An exact copy of all the data is required.

■ Saved data entries
= = = = = = =

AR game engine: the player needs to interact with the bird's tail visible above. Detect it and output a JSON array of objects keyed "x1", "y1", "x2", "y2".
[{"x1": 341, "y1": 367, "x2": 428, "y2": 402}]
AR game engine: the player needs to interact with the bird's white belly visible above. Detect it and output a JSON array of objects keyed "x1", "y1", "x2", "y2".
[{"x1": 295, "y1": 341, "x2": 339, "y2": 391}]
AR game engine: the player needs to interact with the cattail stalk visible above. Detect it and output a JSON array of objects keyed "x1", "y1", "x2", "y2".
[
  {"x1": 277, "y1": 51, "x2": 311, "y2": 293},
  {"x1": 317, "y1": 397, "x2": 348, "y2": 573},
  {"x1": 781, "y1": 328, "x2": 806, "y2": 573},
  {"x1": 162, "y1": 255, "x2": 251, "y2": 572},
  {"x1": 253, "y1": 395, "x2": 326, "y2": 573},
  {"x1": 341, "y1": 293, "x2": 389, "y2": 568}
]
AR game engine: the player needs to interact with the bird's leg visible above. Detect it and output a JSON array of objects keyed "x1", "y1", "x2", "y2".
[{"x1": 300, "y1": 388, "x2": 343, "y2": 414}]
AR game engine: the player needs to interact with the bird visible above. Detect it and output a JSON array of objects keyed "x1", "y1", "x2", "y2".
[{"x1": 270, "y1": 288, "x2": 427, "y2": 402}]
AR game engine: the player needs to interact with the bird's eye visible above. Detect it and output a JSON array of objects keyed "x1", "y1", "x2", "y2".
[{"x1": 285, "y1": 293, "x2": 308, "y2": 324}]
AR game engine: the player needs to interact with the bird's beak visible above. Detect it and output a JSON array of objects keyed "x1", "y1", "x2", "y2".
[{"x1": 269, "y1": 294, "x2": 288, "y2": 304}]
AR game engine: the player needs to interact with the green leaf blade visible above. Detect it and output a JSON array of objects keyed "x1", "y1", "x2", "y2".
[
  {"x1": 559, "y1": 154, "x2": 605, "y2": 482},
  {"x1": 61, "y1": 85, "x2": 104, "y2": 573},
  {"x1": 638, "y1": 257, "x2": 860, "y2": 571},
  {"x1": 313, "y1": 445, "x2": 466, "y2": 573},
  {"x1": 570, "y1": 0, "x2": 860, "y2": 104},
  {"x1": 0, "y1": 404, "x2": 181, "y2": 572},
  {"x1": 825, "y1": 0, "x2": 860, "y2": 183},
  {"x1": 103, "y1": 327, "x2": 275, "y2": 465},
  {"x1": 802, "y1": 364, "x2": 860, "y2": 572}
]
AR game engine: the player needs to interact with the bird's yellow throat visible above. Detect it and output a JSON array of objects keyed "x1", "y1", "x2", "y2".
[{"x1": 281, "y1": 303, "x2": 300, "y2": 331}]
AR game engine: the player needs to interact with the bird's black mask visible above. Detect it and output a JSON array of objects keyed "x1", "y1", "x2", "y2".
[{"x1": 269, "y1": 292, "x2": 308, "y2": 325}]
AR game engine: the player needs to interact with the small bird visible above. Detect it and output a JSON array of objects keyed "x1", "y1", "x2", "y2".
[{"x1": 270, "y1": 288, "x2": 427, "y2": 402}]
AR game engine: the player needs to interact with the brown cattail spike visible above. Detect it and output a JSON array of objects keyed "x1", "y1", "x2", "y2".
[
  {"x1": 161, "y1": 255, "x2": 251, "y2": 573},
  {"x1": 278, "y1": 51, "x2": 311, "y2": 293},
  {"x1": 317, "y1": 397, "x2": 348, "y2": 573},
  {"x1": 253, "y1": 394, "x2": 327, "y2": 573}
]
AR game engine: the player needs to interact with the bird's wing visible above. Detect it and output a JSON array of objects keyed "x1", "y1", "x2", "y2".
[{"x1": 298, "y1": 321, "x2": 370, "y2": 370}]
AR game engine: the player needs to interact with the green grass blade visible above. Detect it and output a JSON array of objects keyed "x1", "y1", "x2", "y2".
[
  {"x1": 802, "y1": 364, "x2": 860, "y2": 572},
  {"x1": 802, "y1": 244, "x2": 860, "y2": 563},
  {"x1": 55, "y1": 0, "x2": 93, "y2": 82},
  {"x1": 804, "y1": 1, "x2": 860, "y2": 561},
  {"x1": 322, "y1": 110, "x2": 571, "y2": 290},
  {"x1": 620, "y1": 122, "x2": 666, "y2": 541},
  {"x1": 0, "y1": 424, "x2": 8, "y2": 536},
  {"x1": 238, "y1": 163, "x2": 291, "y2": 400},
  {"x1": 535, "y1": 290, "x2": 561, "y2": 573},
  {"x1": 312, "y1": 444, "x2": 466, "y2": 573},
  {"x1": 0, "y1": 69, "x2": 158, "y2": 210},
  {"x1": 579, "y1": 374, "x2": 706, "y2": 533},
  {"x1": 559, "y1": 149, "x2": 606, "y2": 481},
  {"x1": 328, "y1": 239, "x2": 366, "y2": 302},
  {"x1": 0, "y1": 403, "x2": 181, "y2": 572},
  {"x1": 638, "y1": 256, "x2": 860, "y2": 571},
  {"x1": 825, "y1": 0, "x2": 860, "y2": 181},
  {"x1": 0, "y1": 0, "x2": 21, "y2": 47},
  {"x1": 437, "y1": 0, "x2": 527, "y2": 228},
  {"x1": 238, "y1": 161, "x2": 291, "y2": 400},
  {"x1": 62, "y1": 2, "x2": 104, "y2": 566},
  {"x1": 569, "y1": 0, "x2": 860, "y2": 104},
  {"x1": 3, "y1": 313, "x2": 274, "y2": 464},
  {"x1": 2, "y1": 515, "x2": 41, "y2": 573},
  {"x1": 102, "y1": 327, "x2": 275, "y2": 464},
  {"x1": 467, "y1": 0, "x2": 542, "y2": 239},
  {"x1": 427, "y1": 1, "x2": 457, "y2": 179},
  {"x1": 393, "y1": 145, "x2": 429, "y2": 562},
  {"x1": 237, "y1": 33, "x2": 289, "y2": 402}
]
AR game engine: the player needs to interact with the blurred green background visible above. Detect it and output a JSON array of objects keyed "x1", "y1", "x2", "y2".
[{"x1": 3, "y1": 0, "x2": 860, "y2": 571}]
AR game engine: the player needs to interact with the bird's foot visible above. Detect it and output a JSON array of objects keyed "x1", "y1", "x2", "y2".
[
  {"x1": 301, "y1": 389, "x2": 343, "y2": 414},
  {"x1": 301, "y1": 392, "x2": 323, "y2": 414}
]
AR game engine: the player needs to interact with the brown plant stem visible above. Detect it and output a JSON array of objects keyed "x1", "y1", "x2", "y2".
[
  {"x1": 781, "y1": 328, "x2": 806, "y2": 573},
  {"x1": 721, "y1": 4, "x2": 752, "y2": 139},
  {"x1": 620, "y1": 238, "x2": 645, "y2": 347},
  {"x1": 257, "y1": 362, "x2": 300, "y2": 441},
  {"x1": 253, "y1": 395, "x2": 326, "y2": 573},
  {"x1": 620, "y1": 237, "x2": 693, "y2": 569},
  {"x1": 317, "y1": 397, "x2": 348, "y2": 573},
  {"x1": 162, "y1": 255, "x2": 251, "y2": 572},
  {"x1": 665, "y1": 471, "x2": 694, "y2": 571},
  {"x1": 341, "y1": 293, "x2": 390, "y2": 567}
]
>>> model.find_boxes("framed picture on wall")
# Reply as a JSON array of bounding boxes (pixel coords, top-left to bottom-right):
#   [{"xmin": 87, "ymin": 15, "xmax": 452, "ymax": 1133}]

= = = = = = =

■ Expected answer
AR game engine: the player needs to interact with the bird's tail visible above. Detect it and output a JSON array of objects keyed "x1", "y1", "x2", "y2".
[{"x1": 341, "y1": 367, "x2": 428, "y2": 402}]
AR game engine: the player needs to interact with the bird's white belly visible above. Detect it and output a JSON array of objects keyed "x1", "y1", "x2", "y2".
[{"x1": 295, "y1": 341, "x2": 339, "y2": 391}]
AR game engine: the player needs to interact with the cattail stalk visible above. Detect it and output a JSON array of objects keyed "x1", "y1", "x2", "y2".
[
  {"x1": 277, "y1": 51, "x2": 311, "y2": 293},
  {"x1": 317, "y1": 397, "x2": 348, "y2": 573},
  {"x1": 781, "y1": 328, "x2": 806, "y2": 573},
  {"x1": 162, "y1": 255, "x2": 251, "y2": 572},
  {"x1": 253, "y1": 395, "x2": 326, "y2": 573},
  {"x1": 341, "y1": 293, "x2": 389, "y2": 568}
]
AR game engine: the player needs to interact with the bird's leg visible above. Detect it and output a JSON array of objects keyed "x1", "y1", "x2", "y2".
[{"x1": 300, "y1": 388, "x2": 343, "y2": 414}]
AR game engine: the player needs to interact with the bird visible above. Detect it and output a JSON array of objects keyed "x1", "y1", "x2", "y2".
[{"x1": 270, "y1": 288, "x2": 427, "y2": 402}]
AR game engine: the player needs to interact with the bird's eye visible above. Detect it and output a JSON array of objects keyed "x1", "y1", "x2", "y2".
[{"x1": 285, "y1": 293, "x2": 308, "y2": 324}]
AR game engine: the player needs to interact with the bird's beak visible above. Detect it and output a JSON array of objects keyed "x1", "y1", "x2", "y2".
[{"x1": 269, "y1": 294, "x2": 288, "y2": 304}]
AR game engine: the player needs to interact with the green leaf blade visible above. Detect it and output a JSON array of objects keyed "x1", "y1", "x2", "y2".
[
  {"x1": 559, "y1": 154, "x2": 605, "y2": 482},
  {"x1": 61, "y1": 85, "x2": 104, "y2": 573},
  {"x1": 638, "y1": 257, "x2": 860, "y2": 571},
  {"x1": 313, "y1": 445, "x2": 466, "y2": 573},
  {"x1": 570, "y1": 0, "x2": 860, "y2": 104},
  {"x1": 0, "y1": 404, "x2": 181, "y2": 572},
  {"x1": 825, "y1": 0, "x2": 860, "y2": 183},
  {"x1": 103, "y1": 327, "x2": 275, "y2": 465},
  {"x1": 802, "y1": 364, "x2": 860, "y2": 572}
]
AR game engine: the player needs to interact with the bird's yellow throat visible above. Detect it and output a JSON array of objects keyed "x1", "y1", "x2", "y2".
[{"x1": 281, "y1": 303, "x2": 300, "y2": 331}]
AR game engine: the player needs to interact with the bird's black mask visible above. Detect it and output a JSON array of objects keyed "x1", "y1", "x2", "y2".
[{"x1": 269, "y1": 292, "x2": 308, "y2": 325}]
AR game engine: the player needs to interact with the small bird visible above. Detect it and output a JSON array of objects keyed "x1", "y1", "x2", "y2".
[{"x1": 270, "y1": 288, "x2": 427, "y2": 402}]
AR game engine: the player needs to interact with the brown cattail spike visible above. Detect it and output a JSON array of objects keyed "x1", "y1", "x2", "y2".
[
  {"x1": 161, "y1": 255, "x2": 251, "y2": 573},
  {"x1": 278, "y1": 51, "x2": 311, "y2": 293},
  {"x1": 317, "y1": 397, "x2": 348, "y2": 573},
  {"x1": 253, "y1": 394, "x2": 327, "y2": 573}
]
AR game engine: the player needs to interact with the bird's wing visible above. Detect it and output a JSON array of objects keyed "x1", "y1", "x2", "y2".
[{"x1": 298, "y1": 321, "x2": 370, "y2": 370}]
AR game engine: the player needs to interact with the green grass blade visible above. Detect it and output a JSON array of objects keyed "x1", "y1", "x2", "y2".
[
  {"x1": 802, "y1": 364, "x2": 860, "y2": 572},
  {"x1": 802, "y1": 244, "x2": 860, "y2": 563},
  {"x1": 55, "y1": 0, "x2": 93, "y2": 82},
  {"x1": 804, "y1": 1, "x2": 860, "y2": 561},
  {"x1": 322, "y1": 110, "x2": 571, "y2": 290},
  {"x1": 620, "y1": 122, "x2": 666, "y2": 541},
  {"x1": 0, "y1": 424, "x2": 8, "y2": 536},
  {"x1": 238, "y1": 163, "x2": 291, "y2": 400},
  {"x1": 535, "y1": 290, "x2": 561, "y2": 573},
  {"x1": 312, "y1": 444, "x2": 466, "y2": 573},
  {"x1": 0, "y1": 69, "x2": 158, "y2": 210},
  {"x1": 579, "y1": 374, "x2": 706, "y2": 533},
  {"x1": 559, "y1": 149, "x2": 606, "y2": 481},
  {"x1": 328, "y1": 239, "x2": 366, "y2": 302},
  {"x1": 0, "y1": 403, "x2": 181, "y2": 572},
  {"x1": 638, "y1": 256, "x2": 860, "y2": 571},
  {"x1": 825, "y1": 0, "x2": 860, "y2": 181},
  {"x1": 0, "y1": 0, "x2": 21, "y2": 47},
  {"x1": 437, "y1": 0, "x2": 527, "y2": 228},
  {"x1": 238, "y1": 161, "x2": 291, "y2": 400},
  {"x1": 62, "y1": 2, "x2": 104, "y2": 566},
  {"x1": 569, "y1": 0, "x2": 860, "y2": 104},
  {"x1": 3, "y1": 313, "x2": 274, "y2": 464},
  {"x1": 2, "y1": 515, "x2": 41, "y2": 573},
  {"x1": 102, "y1": 327, "x2": 275, "y2": 464},
  {"x1": 467, "y1": 0, "x2": 542, "y2": 239},
  {"x1": 427, "y1": 1, "x2": 457, "y2": 179},
  {"x1": 393, "y1": 145, "x2": 429, "y2": 562},
  {"x1": 237, "y1": 33, "x2": 289, "y2": 402}
]
AR game engine: the player needs to interact with the blurred green background visible above. Detect it and output a JSON array of objects keyed "x1", "y1", "x2", "y2".
[{"x1": 3, "y1": 0, "x2": 860, "y2": 571}]
AR game engine: the player needs to interact with the bird's foot visible above. Detect it and output a JSON array of objects keyed "x1", "y1", "x2", "y2".
[
  {"x1": 301, "y1": 389, "x2": 343, "y2": 414},
  {"x1": 301, "y1": 392, "x2": 323, "y2": 414}
]
AR game engine: the player needs to interact with the brown plant stem visible above. Detect it and output a JSON array of objects keyed "x1", "y1", "x2", "y2".
[
  {"x1": 781, "y1": 328, "x2": 806, "y2": 573},
  {"x1": 721, "y1": 4, "x2": 752, "y2": 139},
  {"x1": 620, "y1": 238, "x2": 645, "y2": 347},
  {"x1": 257, "y1": 362, "x2": 300, "y2": 441},
  {"x1": 253, "y1": 395, "x2": 326, "y2": 573},
  {"x1": 620, "y1": 237, "x2": 693, "y2": 569},
  {"x1": 317, "y1": 397, "x2": 348, "y2": 573},
  {"x1": 162, "y1": 255, "x2": 251, "y2": 572},
  {"x1": 665, "y1": 471, "x2": 694, "y2": 571},
  {"x1": 341, "y1": 293, "x2": 390, "y2": 567}
]
>>> model.find_boxes("framed picture on wall")
# Reply as a JSON array of bounding boxes (pixel coords, top-left to bottom-right):
#   [{"xmin": 87, "ymin": 15, "xmax": 452, "ymax": 1133}]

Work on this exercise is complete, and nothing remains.